**Requirement:**
Present every line below as a Markdown table with two columns, "Row" and "Line." Number the rows in order and omit blank lines.

______

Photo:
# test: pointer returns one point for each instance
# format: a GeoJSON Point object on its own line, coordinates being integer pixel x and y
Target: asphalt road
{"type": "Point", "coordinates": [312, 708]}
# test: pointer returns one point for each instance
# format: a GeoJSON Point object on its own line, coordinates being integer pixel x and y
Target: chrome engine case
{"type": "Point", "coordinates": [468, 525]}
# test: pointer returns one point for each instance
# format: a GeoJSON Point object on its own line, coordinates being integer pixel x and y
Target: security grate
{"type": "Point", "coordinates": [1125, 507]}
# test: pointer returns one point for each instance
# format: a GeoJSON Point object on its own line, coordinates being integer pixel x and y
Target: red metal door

______

**Complete response:**
| Row | Line |
|---|---|
| 1 | Photo: |
| 2 | # test: pointer returns one point for each instance |
| 3 | # format: a GeoJSON Point object on its own line, coordinates being integer pixel x and y |
| 4 | Target: asphalt road |
| 5 | {"type": "Point", "coordinates": [312, 708]} |
| 6 | # test: pointer returns one point for each instance |
| 7 | # format: a GeoJSON Point object on its own line, coordinates being integer pixel x and y |
| 8 | Target: chrome engine case |
| 9 | {"type": "Point", "coordinates": [468, 525]} |
| 10 | # test: pointer returns one point for each instance |
| 11 | # format: a GeoJSON Point object on its own line, coordinates being integer pixel x and y |
| 12 | Target: security grate |
| 13 | {"type": "Point", "coordinates": [1125, 507]} |
| 14 | # test: pointer returns one point for each instance |
| 15 | # format: a GeoJSON Point object on its own line, coordinates being integer pixel x and y |
| 16 | Target: red metal door |